** Opening MATERIAL FOR THIS TASK block **

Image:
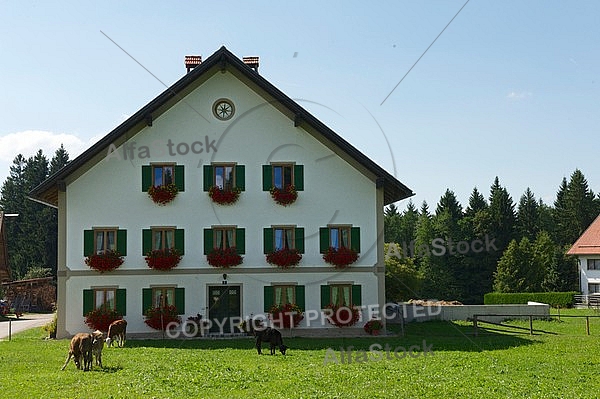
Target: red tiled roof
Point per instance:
(589, 242)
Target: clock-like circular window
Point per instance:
(223, 109)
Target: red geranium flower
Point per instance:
(284, 196)
(164, 194)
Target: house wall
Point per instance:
(109, 194)
(587, 276)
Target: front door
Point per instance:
(224, 303)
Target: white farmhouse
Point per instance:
(222, 125)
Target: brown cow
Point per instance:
(116, 330)
(97, 346)
(81, 349)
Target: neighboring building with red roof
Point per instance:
(587, 250)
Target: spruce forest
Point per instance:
(526, 252)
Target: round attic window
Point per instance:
(223, 109)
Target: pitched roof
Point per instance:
(222, 59)
(589, 242)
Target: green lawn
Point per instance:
(494, 365)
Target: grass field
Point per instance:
(565, 364)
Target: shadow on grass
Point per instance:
(443, 335)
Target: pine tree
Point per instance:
(408, 224)
(501, 216)
(527, 224)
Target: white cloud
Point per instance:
(519, 95)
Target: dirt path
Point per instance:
(25, 322)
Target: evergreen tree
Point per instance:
(391, 224)
(501, 216)
(477, 203)
(527, 224)
(402, 279)
(408, 224)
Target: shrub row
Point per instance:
(554, 299)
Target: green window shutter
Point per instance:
(267, 177)
(179, 177)
(355, 239)
(268, 240)
(146, 177)
(300, 295)
(180, 300)
(180, 241)
(240, 177)
(323, 239)
(299, 239)
(299, 177)
(240, 241)
(122, 242)
(208, 241)
(207, 177)
(325, 296)
(146, 300)
(268, 295)
(88, 242)
(146, 241)
(88, 301)
(121, 301)
(356, 295)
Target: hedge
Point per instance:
(554, 299)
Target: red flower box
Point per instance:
(101, 318)
(284, 258)
(284, 196)
(163, 259)
(224, 197)
(164, 194)
(161, 318)
(104, 262)
(227, 257)
(342, 316)
(340, 258)
(286, 316)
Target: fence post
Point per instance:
(587, 324)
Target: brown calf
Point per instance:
(81, 349)
(97, 346)
(116, 330)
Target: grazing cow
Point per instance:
(273, 337)
(116, 330)
(81, 349)
(97, 346)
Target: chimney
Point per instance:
(252, 62)
(192, 61)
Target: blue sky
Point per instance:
(510, 89)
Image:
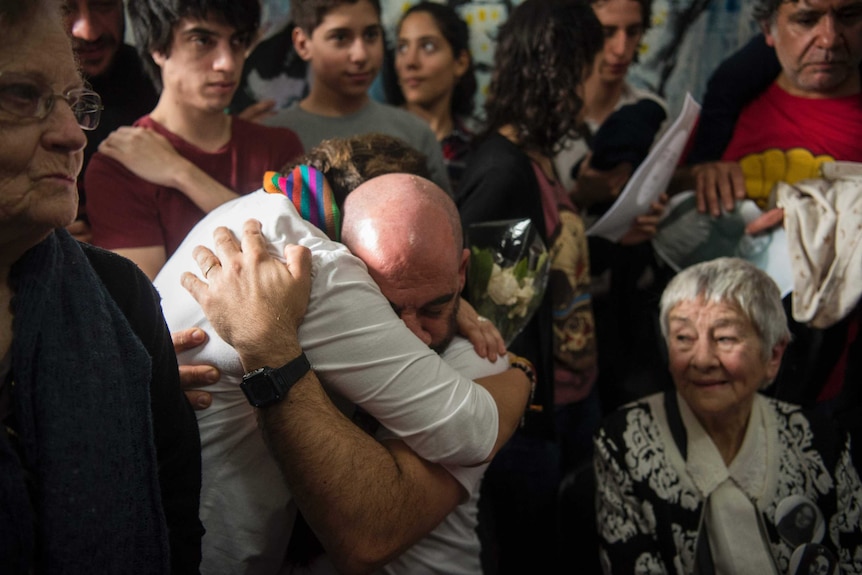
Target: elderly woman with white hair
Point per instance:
(698, 479)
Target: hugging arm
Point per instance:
(367, 501)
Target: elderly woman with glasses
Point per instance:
(99, 453)
(700, 478)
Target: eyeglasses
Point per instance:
(23, 96)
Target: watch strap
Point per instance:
(267, 386)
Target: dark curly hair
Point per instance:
(153, 23)
(348, 162)
(457, 34)
(308, 14)
(544, 51)
(764, 10)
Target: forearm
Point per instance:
(361, 498)
(199, 187)
(511, 392)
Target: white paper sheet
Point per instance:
(651, 178)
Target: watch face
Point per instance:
(262, 390)
(260, 387)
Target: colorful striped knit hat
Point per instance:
(311, 195)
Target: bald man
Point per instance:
(367, 501)
(407, 231)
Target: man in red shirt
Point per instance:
(811, 114)
(151, 183)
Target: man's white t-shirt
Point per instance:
(361, 351)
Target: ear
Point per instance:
(159, 58)
(301, 43)
(462, 64)
(462, 269)
(774, 362)
(766, 28)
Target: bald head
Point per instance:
(409, 211)
(407, 231)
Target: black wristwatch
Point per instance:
(266, 386)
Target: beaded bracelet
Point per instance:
(526, 366)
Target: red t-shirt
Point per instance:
(126, 211)
(781, 137)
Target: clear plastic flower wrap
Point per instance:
(508, 273)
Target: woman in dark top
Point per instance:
(99, 455)
(433, 77)
(544, 51)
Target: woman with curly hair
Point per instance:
(545, 50)
(433, 77)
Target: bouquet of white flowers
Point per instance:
(508, 273)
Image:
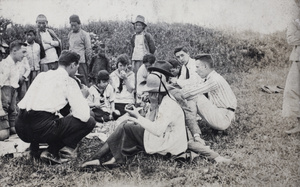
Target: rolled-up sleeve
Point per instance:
(79, 105)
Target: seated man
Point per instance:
(51, 93)
(213, 99)
(162, 131)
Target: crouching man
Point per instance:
(213, 99)
(52, 93)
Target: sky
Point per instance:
(264, 16)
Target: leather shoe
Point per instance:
(68, 153)
(48, 157)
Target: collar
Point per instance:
(210, 74)
(62, 70)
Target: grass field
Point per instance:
(263, 155)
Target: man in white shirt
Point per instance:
(51, 44)
(9, 82)
(215, 100)
(52, 93)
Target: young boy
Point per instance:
(99, 62)
(141, 42)
(9, 79)
(33, 54)
(24, 71)
(174, 70)
(123, 82)
(101, 99)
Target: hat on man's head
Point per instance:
(162, 66)
(30, 29)
(41, 18)
(102, 75)
(141, 19)
(156, 82)
(67, 57)
(174, 63)
(75, 18)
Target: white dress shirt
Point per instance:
(52, 90)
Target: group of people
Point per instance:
(63, 104)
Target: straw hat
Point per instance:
(141, 19)
(156, 82)
(162, 66)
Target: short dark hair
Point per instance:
(30, 31)
(16, 45)
(174, 63)
(207, 58)
(123, 59)
(102, 75)
(67, 57)
(149, 58)
(181, 48)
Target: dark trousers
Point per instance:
(126, 140)
(83, 71)
(8, 98)
(102, 116)
(43, 127)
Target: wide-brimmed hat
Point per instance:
(141, 19)
(156, 82)
(162, 66)
(41, 18)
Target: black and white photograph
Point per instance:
(149, 93)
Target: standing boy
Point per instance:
(33, 54)
(9, 79)
(99, 62)
(51, 44)
(141, 42)
(80, 42)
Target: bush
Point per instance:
(232, 51)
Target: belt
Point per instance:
(231, 109)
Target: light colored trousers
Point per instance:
(217, 118)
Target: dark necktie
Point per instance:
(121, 85)
(205, 94)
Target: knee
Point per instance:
(4, 134)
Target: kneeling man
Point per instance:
(213, 99)
(51, 93)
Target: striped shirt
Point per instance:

** Closing MATERIAL FOR THIS TASK block **

• EXERCISE DIRECTIONS: Could you restate every record above word for word, leaving the pictures out?

• EXERCISE RESPONSE:
Image:
Target: red tiled roof
Point per instance:
(589, 242)
Target: clock-like circular window
Point per instance:
(223, 109)
Target: red geranium flower
Point per instance:
(284, 196)
(164, 194)
Target: house wall
Point per instance:
(109, 194)
(587, 276)
Target: front door
Point per instance:
(224, 303)
Target: white farmhouse
Point per instance:
(222, 125)
Target: brown cow
Point per instance:
(116, 330)
(97, 346)
(81, 349)
Target: neighboring building with red roof
Point per instance:
(587, 250)
Target: spruce forest
Point per instance:
(526, 252)
Target: round attic window
Point per instance:
(223, 109)
Target: pitched roof
Point per instance:
(222, 59)
(589, 242)
Target: green lawn
Point per instance:
(494, 365)
Target: grass field
Point per instance:
(565, 364)
Target: shadow on grass
Point per instance:
(443, 335)
Target: pine tree
Point per instance:
(408, 224)
(501, 216)
(527, 224)
Target: white cloud
Point per instance:
(519, 95)
Target: dirt path
Point per instance:
(25, 322)
Target: evergreen tree
Point per instance:
(391, 224)
(501, 216)
(477, 203)
(527, 224)
(402, 279)
(408, 224)
Target: shrub row
Point per instance:
(554, 299)
Target: green window shutter
Point per instance:
(267, 177)
(179, 177)
(355, 239)
(268, 240)
(146, 177)
(300, 295)
(180, 300)
(180, 241)
(240, 177)
(323, 239)
(299, 239)
(299, 177)
(240, 241)
(122, 242)
(208, 241)
(207, 177)
(325, 296)
(146, 300)
(268, 295)
(88, 242)
(146, 241)
(88, 301)
(121, 301)
(356, 295)
Target: hedge
Point per instance:
(554, 299)
Target: red flower box
Point per instance:
(101, 318)
(284, 258)
(284, 196)
(163, 259)
(224, 197)
(164, 194)
(161, 318)
(104, 262)
(227, 257)
(342, 316)
(340, 258)
(286, 316)
Target: fence post
Point per instance:
(587, 324)
Target: brown calf
Point per instance:
(81, 349)
(97, 346)
(116, 330)
Target: grazing cow
Point per instance:
(273, 337)
(116, 330)
(81, 349)
(97, 346)
Target: chimney
Point per instance:
(252, 62)
(192, 61)
Target: blue sky
Point per instance:
(510, 89)
Image:
Target: elderly woman with white hair
Point per instance:
(698, 479)
Target: hugging arm
Point per instance:
(367, 501)
Target: elderly woman with glasses
Point per instance:
(99, 453)
(700, 478)
Target: eyeglasses
Point per instance:
(23, 96)
Target: watch strap
Point per instance:
(267, 386)
Target: dark curly hair
Point per instance:
(153, 23)
(348, 162)
(457, 34)
(308, 14)
(544, 51)
(764, 10)
Target: forearm
Point per instance:
(361, 498)
(199, 187)
(511, 392)
Target: white paper sheet
Point per instance:
(651, 178)
Target: watch face
Point per instance:
(262, 390)
(260, 387)
Target: colorful striped knit hat
Point per instance:
(311, 195)
Target: bald man
Point per instance:
(367, 501)
(407, 231)
Target: man in red shirt
Point per instance:
(811, 114)
(151, 183)
Target: man's white t-shirt
Point per instance:
(361, 351)
Target: ear
Point per instance:
(159, 58)
(301, 43)
(462, 64)
(462, 269)
(774, 362)
(766, 28)
Target: bald head
Point per instance:
(409, 211)
(407, 231)
Target: black wristwatch
Point per instance:
(266, 386)
Target: beaded bracelet
Point per instance:
(526, 366)
Target: red t-shirt
Point per instance:
(126, 211)
(781, 137)
Target: clear plastic flower wrap
Point per instance:
(508, 273)
Target: woman in dark top
Point per instance:
(99, 455)
(433, 77)
(544, 51)
Target: woman with curly hair
Point per instance:
(545, 50)
(433, 77)
Target: bouquet of white flowers
Point per instance:
(508, 273)
Image:
Target: rolled-up sleeve
Point per instance:
(79, 105)
Target: seated man
Point per instance:
(51, 93)
(213, 99)
(162, 131)
Target: crouching man
Point per instance:
(213, 99)
(52, 93)
Target: sky
Point per instance:
(264, 16)
Target: leather shoe
Point per instance:
(68, 153)
(48, 157)
Target: collar
Point per instance:
(210, 74)
(62, 70)
Target: grass field
Point per instance:
(263, 155)
Target: man in white shirt
Point per instance:
(51, 44)
(9, 82)
(215, 100)
(52, 93)
Target: young boy
Point per instance:
(99, 62)
(141, 42)
(9, 79)
(33, 54)
(24, 71)
(174, 70)
(123, 82)
(101, 99)
Target: hat on man's head
Point per instance:
(162, 66)
(30, 29)
(41, 18)
(102, 75)
(141, 19)
(156, 82)
(67, 57)
(174, 63)
(75, 18)
Target: white dress shirt
Point per instance:
(52, 90)
Target: group of people
Point per instance:
(63, 104)
Target: straw hat
Point per instance:
(141, 19)
(156, 82)
(162, 66)
Target: short dark hair
Point per instance:
(30, 31)
(16, 45)
(174, 63)
(207, 58)
(123, 59)
(102, 75)
(67, 57)
(149, 58)
(181, 48)
Target: dark trousers
Point per instance:
(126, 140)
(83, 71)
(8, 98)
(102, 116)
(43, 127)
Target: wide-brimmed hat
Point per instance:
(141, 19)
(156, 82)
(162, 66)
(41, 18)
Target: black and white photograph
Point per instance:
(149, 93)
Target: standing boy
Point per instance:
(33, 54)
(9, 79)
(99, 62)
(51, 44)
(141, 42)
(80, 42)
Target: bush
Point per instance:
(232, 51)
Target: belt
Point per instance:
(231, 109)
Target: light colored trousers
Point per instance:
(217, 118)
Target: dark necktie
Point per instance:
(121, 85)
(205, 94)
Target: knee
Point per instance:
(4, 134)
Target: kneeling man
Point per instance:
(213, 99)
(51, 93)
Target: striped shirt
Point per instance:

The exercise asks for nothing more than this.